* start Raw data *
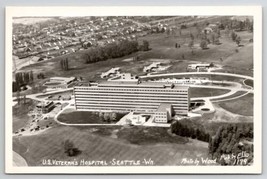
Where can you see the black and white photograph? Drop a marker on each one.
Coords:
(133, 89)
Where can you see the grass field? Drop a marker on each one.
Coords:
(242, 106)
(20, 114)
(238, 93)
(210, 77)
(206, 92)
(249, 82)
(48, 145)
(162, 47)
(147, 135)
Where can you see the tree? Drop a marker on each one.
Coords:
(18, 96)
(114, 116)
(233, 35)
(213, 38)
(203, 44)
(145, 45)
(69, 148)
(191, 44)
(31, 76)
(238, 40)
(107, 117)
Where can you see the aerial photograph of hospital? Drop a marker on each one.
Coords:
(132, 91)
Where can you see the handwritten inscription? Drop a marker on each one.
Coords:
(233, 159)
(113, 162)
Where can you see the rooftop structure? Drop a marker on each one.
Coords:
(111, 71)
(151, 66)
(45, 107)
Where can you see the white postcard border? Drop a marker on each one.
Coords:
(255, 11)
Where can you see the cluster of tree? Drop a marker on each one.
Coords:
(40, 76)
(108, 116)
(64, 64)
(112, 50)
(203, 44)
(229, 139)
(238, 25)
(144, 46)
(20, 99)
(70, 149)
(22, 79)
(185, 130)
(235, 38)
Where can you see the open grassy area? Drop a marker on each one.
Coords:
(206, 92)
(242, 106)
(48, 145)
(162, 47)
(20, 114)
(147, 135)
(210, 77)
(236, 94)
(249, 82)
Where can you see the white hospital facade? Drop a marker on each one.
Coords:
(157, 98)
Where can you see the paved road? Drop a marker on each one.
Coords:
(199, 73)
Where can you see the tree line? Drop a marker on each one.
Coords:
(64, 64)
(232, 139)
(186, 130)
(22, 79)
(113, 50)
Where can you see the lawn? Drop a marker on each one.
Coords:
(206, 92)
(162, 47)
(149, 135)
(84, 117)
(236, 94)
(20, 114)
(242, 106)
(48, 145)
(249, 82)
(210, 77)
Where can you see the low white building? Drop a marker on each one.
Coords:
(59, 82)
(163, 113)
(110, 72)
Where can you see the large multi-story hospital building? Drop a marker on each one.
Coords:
(132, 96)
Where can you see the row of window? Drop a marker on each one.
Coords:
(132, 100)
(119, 96)
(130, 89)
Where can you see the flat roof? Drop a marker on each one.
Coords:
(62, 78)
(163, 106)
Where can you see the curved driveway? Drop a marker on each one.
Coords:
(200, 73)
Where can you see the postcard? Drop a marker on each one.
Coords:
(133, 89)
* end Raw data *
What you are asked to do: Can you rewrite every line of the items from the one containing "Where can you see the open" through the last item, requests included, scaling each coordinate by 2.5 and rounding it to a whole number, with halves rounded up? Give only those lines.

In response:
Where can you see the open grassy area? Drop a marker on each one.
Coords:
(515, 230)
(605, 265)
(120, 363)
(405, 118)
(50, 285)
(368, 338)
(525, 193)
(590, 235)
(623, 205)
Where can you see the white hospital facade? Drop a marker on each one.
Coords:
(393, 245)
Where can you see the paved road? Drop a marker on each one.
Coords:
(498, 183)
Where can you see the tree line? Drop a marker on each one.
Coords:
(160, 160)
(580, 348)
(465, 325)
(55, 198)
(283, 125)
Where can you see the lawn? Drop a marker on each one.
Coords:
(515, 230)
(405, 118)
(373, 338)
(210, 293)
(590, 235)
(50, 285)
(605, 265)
(120, 363)
(623, 205)
(525, 193)
Where can you see the low white building? Drop a marker on each one.
Coords:
(148, 205)
(408, 283)
(275, 180)
Where can you see the large multi-story hospital building? Drop a marker on each one.
Coords:
(330, 240)
Where can you see the row of window? Drop a marker on each one.
Coords:
(330, 250)
(298, 240)
(325, 223)
Where can you see the flat roof? Drop a marker on each one.
Coords:
(155, 195)
(408, 265)
Where can you see the curved driveway? Drop a marker on each one.
Coords:
(500, 183)
Where can you see the postcard? Drop a marker on each one.
Coords:
(333, 223)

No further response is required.